_Your instructions_. For each line below, return an exact copy.

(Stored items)

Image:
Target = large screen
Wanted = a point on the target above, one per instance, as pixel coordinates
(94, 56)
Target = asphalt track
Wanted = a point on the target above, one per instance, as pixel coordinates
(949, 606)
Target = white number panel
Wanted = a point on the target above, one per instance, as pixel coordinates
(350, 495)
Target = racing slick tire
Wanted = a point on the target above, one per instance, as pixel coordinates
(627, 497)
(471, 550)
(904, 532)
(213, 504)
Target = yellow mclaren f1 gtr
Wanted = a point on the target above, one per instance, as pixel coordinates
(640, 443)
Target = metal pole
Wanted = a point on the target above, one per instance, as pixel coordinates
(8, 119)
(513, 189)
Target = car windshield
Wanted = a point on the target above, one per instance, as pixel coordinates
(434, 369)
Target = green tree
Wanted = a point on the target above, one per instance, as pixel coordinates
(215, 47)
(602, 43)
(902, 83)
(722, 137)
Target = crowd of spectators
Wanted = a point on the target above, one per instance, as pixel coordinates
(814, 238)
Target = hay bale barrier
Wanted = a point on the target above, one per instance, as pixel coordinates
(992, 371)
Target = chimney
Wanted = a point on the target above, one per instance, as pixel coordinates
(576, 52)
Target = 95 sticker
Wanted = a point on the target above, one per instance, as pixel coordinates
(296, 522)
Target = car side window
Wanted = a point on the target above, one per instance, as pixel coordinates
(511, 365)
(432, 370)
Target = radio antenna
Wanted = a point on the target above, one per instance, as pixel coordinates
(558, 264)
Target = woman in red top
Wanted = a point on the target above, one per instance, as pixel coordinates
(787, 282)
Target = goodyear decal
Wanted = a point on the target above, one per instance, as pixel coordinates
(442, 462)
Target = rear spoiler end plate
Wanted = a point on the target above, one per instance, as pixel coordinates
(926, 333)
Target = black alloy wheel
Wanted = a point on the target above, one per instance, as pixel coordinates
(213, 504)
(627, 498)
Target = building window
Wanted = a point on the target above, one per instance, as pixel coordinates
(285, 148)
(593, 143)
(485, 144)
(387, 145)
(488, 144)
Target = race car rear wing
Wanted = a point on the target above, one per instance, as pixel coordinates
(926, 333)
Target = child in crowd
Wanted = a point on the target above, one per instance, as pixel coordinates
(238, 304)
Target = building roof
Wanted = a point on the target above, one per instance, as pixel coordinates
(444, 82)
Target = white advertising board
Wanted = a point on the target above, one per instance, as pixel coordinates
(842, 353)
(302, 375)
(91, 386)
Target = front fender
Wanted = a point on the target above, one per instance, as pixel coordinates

_Written answer_.
Image:
Target = large screen
Wanted = a point on the target above, one per instance, as pixel coordinates
(94, 56)
Target = asphalt track
Wanted = a point on the target above, one per instance, as pixel coordinates
(949, 606)
Target = white number panel
Wanted = a point on the target above, one per instance, as pixel coordinates
(350, 495)
Target = racing slick tire
Wanted = a point on the target above, one per instance, as pixel coordinates
(627, 497)
(471, 550)
(904, 532)
(213, 504)
Target = yellow mclaren f1 gtr
Wanted = a point on the target above, one per instance, as pixel coordinates
(640, 443)
Target = metal pole
Wanted = a point on the target above, one per instance, as pixel coordinates
(8, 119)
(513, 189)
Target = car windshield
Wanted = a point on the target above, one per instance, as pixel coordinates
(434, 369)
Target = green tree
Wanted = a point on the target above, one per instance, as pixel coordinates
(215, 47)
(602, 43)
(902, 83)
(722, 137)
Target = crowd of spectators
Wanted = a point on the target above, one per instance, as pixel coordinates
(814, 238)
Target = hay bale barrier
Wanted = a point on the target above, one per instance, as pixel coordinates
(992, 371)
Target = chimney
Wanted = a point on the target above, one per instance, as pixel coordinates
(576, 52)
Target = 95 sticker
Wanted = a point on the target above, one per instance, as pixel coordinates
(296, 522)
Target = car side window
Wanted = a point on the target above, one per instance, as pixel coordinates
(511, 365)
(432, 370)
Target = radio antenna
Wanted = a point on the target above, one per instance, as pixel coordinates
(558, 264)
Target = woman in red top
Wanted = a point on the target above, one per instance, as pixel coordinates
(787, 282)
Target = goodyear decal
Wanted = a point on the target above, one per instance, as pixel coordinates
(442, 462)
Target = rear spoiler end plate
Wanted = a point on the target above, one per instance, as pixel coordinates
(926, 333)
Target = black alloy wheel
Wanted = a point on the target above, one per instance, as pixel coordinates
(213, 504)
(627, 498)
Target = building window
Wanted = a point on the target above, one per instance, as pixel coordinates
(285, 148)
(593, 143)
(485, 144)
(387, 145)
(488, 144)
Target = race car rear wing
Wanted = a point on the target above, one per instance, as pixel coordinates
(926, 333)
Target = child in crowd
Wanted = a point on the target above, one per instance, as pixel coordinates
(238, 304)
Target = building roof
Wanted = a point on the target above, one per instance, as pixel coordinates
(444, 82)
Target = white advertising board
Wanted = a point on the target above, one per instance, as pixel coordinates
(842, 353)
(302, 375)
(91, 386)
Target = front fender
Wanted = a point on the target above, one per instance, as pixel coordinates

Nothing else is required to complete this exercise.